Input material:
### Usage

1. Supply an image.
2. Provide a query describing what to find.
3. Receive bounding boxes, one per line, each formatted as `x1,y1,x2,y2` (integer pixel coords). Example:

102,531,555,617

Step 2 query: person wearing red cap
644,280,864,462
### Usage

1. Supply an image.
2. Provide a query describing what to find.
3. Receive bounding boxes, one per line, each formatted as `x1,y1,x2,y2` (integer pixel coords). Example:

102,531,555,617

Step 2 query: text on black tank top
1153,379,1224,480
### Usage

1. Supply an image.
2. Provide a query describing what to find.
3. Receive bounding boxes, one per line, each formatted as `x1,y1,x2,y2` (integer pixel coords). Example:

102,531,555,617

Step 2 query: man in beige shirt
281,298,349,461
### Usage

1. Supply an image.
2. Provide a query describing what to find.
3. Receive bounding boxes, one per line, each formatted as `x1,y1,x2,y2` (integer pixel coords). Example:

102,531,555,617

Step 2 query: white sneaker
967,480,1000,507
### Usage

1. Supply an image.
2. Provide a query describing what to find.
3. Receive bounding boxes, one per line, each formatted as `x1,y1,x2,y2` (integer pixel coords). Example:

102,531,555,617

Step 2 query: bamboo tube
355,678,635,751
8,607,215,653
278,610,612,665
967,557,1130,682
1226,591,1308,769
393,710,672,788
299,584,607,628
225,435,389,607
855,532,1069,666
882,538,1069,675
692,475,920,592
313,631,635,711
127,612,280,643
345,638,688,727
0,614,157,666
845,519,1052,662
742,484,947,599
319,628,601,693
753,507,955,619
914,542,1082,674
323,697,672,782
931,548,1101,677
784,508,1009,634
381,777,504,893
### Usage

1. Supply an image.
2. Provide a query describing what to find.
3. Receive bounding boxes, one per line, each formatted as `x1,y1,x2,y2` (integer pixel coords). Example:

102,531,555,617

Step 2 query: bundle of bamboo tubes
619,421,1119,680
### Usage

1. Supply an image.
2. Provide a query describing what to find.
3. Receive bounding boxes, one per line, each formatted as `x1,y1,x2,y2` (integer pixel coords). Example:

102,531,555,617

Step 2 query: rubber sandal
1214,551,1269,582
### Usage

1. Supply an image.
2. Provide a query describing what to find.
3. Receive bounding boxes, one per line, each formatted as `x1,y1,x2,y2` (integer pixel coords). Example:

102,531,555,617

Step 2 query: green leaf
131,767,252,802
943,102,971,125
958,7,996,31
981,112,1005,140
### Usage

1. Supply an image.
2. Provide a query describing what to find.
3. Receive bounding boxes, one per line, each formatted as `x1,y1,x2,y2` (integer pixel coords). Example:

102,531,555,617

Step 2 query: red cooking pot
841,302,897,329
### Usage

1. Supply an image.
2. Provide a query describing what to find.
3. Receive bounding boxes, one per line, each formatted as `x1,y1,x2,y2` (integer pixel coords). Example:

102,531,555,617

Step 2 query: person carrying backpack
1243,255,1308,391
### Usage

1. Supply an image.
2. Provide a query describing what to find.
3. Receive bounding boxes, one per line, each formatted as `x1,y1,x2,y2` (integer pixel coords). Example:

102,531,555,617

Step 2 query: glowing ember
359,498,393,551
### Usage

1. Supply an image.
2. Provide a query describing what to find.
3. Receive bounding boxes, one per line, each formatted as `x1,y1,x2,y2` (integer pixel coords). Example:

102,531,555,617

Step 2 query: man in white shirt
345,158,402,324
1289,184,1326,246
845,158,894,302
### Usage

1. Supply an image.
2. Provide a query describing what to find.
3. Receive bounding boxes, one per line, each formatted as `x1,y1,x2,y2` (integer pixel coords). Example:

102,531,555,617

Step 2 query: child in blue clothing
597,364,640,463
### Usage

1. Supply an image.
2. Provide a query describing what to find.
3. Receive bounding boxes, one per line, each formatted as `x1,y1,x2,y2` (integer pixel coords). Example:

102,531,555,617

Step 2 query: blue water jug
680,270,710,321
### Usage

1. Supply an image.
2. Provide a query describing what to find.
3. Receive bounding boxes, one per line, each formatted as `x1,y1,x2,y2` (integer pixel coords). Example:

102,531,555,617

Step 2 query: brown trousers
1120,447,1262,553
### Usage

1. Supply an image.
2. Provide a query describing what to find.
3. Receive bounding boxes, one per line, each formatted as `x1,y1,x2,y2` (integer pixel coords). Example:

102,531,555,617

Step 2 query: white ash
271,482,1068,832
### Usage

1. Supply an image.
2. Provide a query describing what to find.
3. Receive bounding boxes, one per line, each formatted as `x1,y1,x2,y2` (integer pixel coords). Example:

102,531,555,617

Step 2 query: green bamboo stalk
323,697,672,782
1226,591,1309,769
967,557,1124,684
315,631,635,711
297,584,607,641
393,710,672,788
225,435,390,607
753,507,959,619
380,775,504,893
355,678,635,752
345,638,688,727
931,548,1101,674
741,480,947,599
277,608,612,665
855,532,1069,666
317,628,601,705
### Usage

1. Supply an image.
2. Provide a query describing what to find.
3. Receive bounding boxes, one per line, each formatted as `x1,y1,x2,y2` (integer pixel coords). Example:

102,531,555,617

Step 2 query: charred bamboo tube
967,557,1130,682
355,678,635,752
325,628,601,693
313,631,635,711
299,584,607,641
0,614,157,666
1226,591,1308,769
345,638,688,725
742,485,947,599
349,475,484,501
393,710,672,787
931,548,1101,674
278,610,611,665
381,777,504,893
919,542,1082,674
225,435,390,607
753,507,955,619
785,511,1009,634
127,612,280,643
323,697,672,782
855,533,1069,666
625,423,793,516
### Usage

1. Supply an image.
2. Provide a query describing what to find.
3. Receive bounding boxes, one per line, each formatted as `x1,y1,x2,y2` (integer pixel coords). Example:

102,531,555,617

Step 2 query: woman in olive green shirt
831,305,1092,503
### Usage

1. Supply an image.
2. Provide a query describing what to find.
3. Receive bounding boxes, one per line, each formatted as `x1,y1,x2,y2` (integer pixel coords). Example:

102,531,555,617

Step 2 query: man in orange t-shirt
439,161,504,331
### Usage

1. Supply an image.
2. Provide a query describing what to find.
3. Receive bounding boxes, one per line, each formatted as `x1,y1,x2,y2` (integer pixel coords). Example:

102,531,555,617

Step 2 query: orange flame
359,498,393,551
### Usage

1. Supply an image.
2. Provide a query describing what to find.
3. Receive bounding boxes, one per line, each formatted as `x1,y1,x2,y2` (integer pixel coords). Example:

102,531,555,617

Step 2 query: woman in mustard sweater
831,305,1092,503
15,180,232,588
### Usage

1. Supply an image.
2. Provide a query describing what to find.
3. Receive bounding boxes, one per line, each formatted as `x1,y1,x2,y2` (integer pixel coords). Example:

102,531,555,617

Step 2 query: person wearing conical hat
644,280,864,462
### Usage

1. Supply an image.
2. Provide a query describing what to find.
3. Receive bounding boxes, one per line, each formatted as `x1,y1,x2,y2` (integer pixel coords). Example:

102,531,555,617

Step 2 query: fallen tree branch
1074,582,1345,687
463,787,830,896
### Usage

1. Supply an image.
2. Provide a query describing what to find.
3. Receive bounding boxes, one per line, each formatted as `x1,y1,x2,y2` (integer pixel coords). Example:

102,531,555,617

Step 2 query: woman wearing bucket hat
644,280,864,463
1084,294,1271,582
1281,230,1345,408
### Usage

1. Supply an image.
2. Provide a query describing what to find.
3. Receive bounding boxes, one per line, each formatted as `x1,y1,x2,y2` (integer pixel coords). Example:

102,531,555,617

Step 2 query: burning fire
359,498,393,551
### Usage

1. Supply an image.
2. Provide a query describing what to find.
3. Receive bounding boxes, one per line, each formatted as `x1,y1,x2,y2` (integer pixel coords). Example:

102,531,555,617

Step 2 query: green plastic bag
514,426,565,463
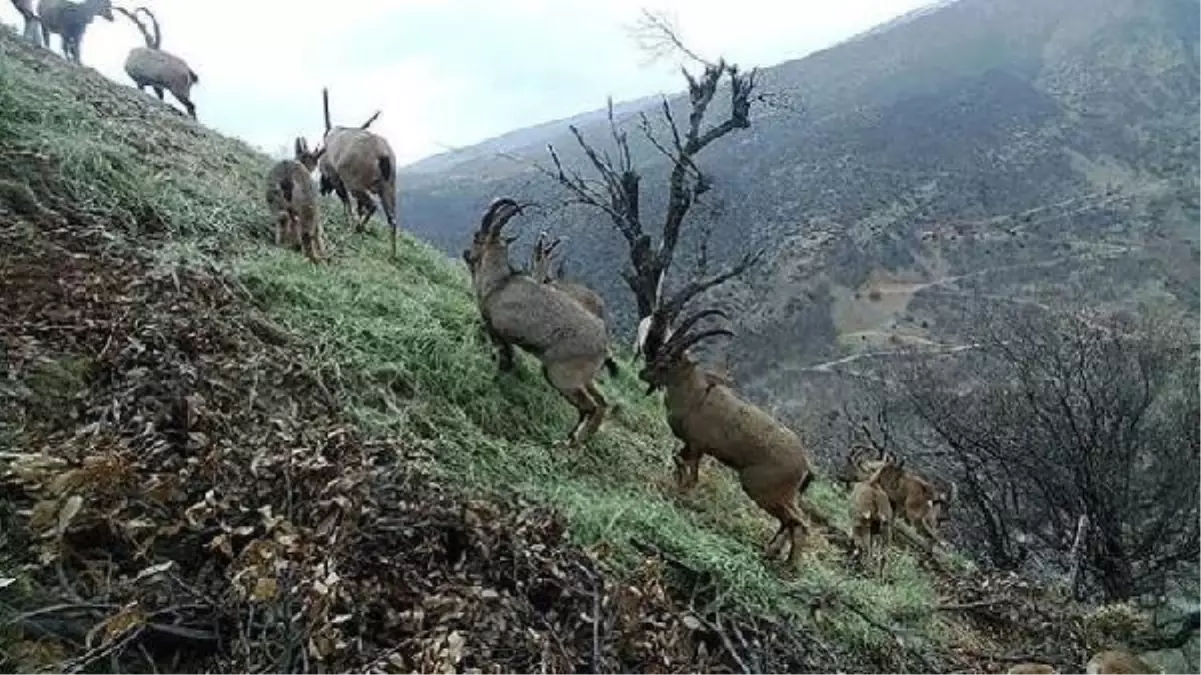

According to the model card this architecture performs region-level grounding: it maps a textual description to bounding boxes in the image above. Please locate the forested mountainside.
[401,0,1201,402]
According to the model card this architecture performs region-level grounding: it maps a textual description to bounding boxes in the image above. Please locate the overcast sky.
[0,0,928,165]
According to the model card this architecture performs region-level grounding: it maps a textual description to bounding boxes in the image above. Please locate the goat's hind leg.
[542,362,604,448]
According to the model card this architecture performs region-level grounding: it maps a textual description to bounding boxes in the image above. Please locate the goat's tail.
[796,470,813,497]
[376,155,393,181]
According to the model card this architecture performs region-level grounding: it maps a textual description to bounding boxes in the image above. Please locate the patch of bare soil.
[0,201,833,674]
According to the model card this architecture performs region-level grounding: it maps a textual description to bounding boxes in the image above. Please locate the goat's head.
[88,0,113,20]
[833,443,884,485]
[638,309,734,395]
[293,137,325,173]
[462,197,525,270]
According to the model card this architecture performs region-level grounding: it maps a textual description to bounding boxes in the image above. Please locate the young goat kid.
[462,197,609,447]
[838,446,957,545]
[1085,650,1159,675]
[37,0,113,64]
[267,138,325,263]
[638,310,813,565]
[530,229,621,377]
[12,0,42,47]
[307,89,399,258]
[114,7,201,119]
[850,465,900,575]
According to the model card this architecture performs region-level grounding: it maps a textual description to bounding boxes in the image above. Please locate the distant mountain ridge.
[401,0,1201,420]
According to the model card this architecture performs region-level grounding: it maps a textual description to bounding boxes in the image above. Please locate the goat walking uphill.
[267,138,325,263]
[307,89,399,259]
[850,465,898,575]
[462,197,609,447]
[638,310,813,565]
[530,229,621,377]
[37,0,113,64]
[838,446,958,545]
[12,0,42,47]
[114,7,201,119]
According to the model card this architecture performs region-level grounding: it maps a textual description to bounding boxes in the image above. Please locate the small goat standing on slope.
[12,0,42,47]
[267,138,325,263]
[37,0,113,64]
[638,310,813,565]
[462,197,609,447]
[300,89,400,259]
[114,7,201,119]
[850,464,901,575]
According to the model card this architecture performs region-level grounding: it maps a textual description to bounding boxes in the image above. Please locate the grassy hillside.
[0,23,1104,673]
[402,0,1201,417]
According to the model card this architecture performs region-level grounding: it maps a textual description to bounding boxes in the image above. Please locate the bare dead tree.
[548,13,763,338]
[900,306,1201,599]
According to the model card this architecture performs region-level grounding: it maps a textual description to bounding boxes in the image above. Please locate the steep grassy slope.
[0,23,1104,673]
[402,0,1201,415]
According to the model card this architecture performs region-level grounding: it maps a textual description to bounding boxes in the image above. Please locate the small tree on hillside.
[902,306,1201,599]
[548,12,763,345]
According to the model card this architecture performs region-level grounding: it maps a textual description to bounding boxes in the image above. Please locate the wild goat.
[267,138,325,263]
[114,7,201,119]
[12,0,42,47]
[37,0,113,64]
[1005,663,1059,675]
[638,309,813,563]
[305,89,399,258]
[837,446,958,544]
[850,465,900,575]
[1085,650,1159,675]
[462,197,609,447]
[530,229,621,377]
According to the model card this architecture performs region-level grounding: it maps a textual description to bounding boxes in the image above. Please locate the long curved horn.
[321,86,334,136]
[661,328,737,362]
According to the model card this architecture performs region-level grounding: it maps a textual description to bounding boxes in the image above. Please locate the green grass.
[0,28,940,645]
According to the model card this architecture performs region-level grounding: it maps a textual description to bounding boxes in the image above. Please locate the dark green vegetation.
[401,0,1201,413]
[0,21,1119,673]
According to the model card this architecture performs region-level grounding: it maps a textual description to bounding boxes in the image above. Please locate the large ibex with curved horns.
[462,197,609,447]
[530,229,620,377]
[638,309,813,563]
[113,7,201,119]
[299,88,400,259]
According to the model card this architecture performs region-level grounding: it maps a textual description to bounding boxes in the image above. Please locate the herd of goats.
[4,0,1155,675]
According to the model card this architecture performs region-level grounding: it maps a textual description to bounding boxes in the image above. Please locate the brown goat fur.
[530,229,621,377]
[305,89,400,258]
[850,465,896,574]
[1085,650,1159,675]
[267,138,325,263]
[1005,663,1059,675]
[113,7,201,119]
[37,0,113,64]
[464,197,609,447]
[638,305,813,565]
[836,446,957,544]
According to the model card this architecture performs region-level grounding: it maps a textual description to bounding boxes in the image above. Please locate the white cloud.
[0,0,926,163]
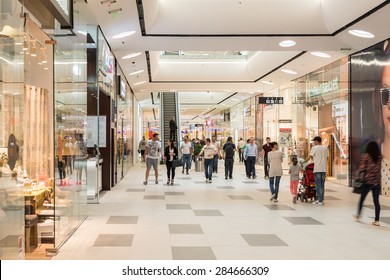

What this task involves: Rewrite the records as a Markdown table with the columns Number and Line, starting at the first line and ending at the line that contains "281,298,349,461". Number each row and leave out blank lines.

Result of the exercise:
| Number | Line |
|---|---|
| 1 | ### Usage |
| 2 | 1. Supply an image. |
| 3 | 2. Provide a query describing what to find. |
| 4 | 3. Receive bounding boxes, one per line, each formatted as `x1,y1,x2,y2` (integer pixel coords). Example: |
| 5 | 102,531,555,617 |
| 6 | Step 2 query: person wearing red cap |
| 7 | 644,280,864,462 |
| 8 | ### Usage |
| 9 | 1. Supply an image. |
| 10 | 2. Provide a query describing what to find. |
| 11 | 3. Receive bounding boxes, one per line, each formatted as `x1,y1,x2,y2` (integer pixel coords). Example: |
| 12 | 102,531,555,617 |
| 13 | Step 2 query: text on black tank top |
| 14 | 1153,379,1224,480 |
| 15 | ### Usage |
| 16 | 1. Supply an image. |
| 17 | 2. Provide a query describing what to find. |
| 18 | 3. Receive bounding boxes, one per line, each formatted as `x1,y1,x2,y2` (integer pixel coords). Example: |
| 19 | 102,531,555,617 |
| 20 | Step 2 query: man in beige shirt |
| 21 | 281,298,349,461 |